Texto de origem:
__________

Combate ao terror não pode constranger liberdades

ROBIN COOK

É a natureza súbita e arbitrária da morte em um atentado terrorista que inspira apreensão universal. As vítimas inocentes de Madri não haviam feito nada para provocar seu assassinato. Nem poderiam ter feito nada, conscientemente, para se salvar.
A escala do massacre é chocante. No entanto sua ressonância em toda a Europa não deriva da aritmética das baixas, mas de nossa identificação com as ações das vítimas no momento em que foram abatidas. Como milhões de pessoas em todo o continente, naquela mesma hora, as vítimas estavam embarcando para a rotineira viagem aos seus locais de trabalho, sem nenhum motivo para suspeitar que aquela poderia ser sua última jornada.
O terrorismo é assustador exatamente devido à imprevisibilidade, à seleção aleatória de suas vítimas entre os cidadãos comuns.
E, ao mesmo tempo, ele nos causa indignação devido à insensatez, ao desperdício e à dor profunda que deixa em sua esteira. Décadas depois que a maioria de nós tiver esquecido as bombas nos trens de Madri, algumas pessoas na Espanha ainda terão de conviver com o trauma.

__________

Dados registrados:
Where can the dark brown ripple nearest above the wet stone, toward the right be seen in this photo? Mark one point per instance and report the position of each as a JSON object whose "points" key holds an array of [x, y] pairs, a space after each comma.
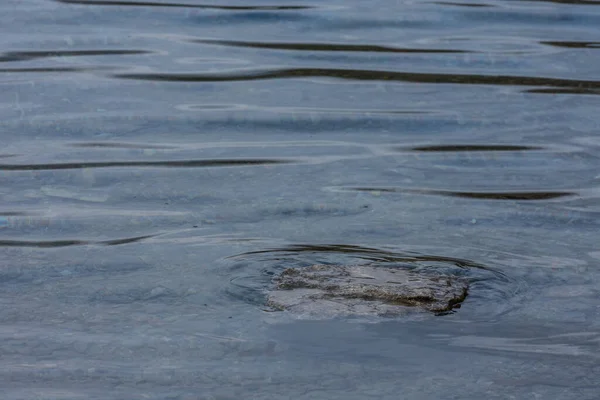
{"points": [[542, 195]]}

__________

Detalhes da tarefa:
Com base no artigo sobre o atentado de Madri, explique em uma a três frases por que o massacre teve ressonância em toda a Europa. As linhas provêm de uma fonte distinta da do texto.

Tarefa concluída:
A ressonância não deriva da aritmética das baixas, mas da identificação com as ações das vítimas no momento em que foram abatidas. Assim como milhões de pessoas no continente naquela mesma hora, elas estavam embarcando para a viagem rotineira ao trabalho, sem nenhum motivo para suspeitar que aquela seria sua última jornada.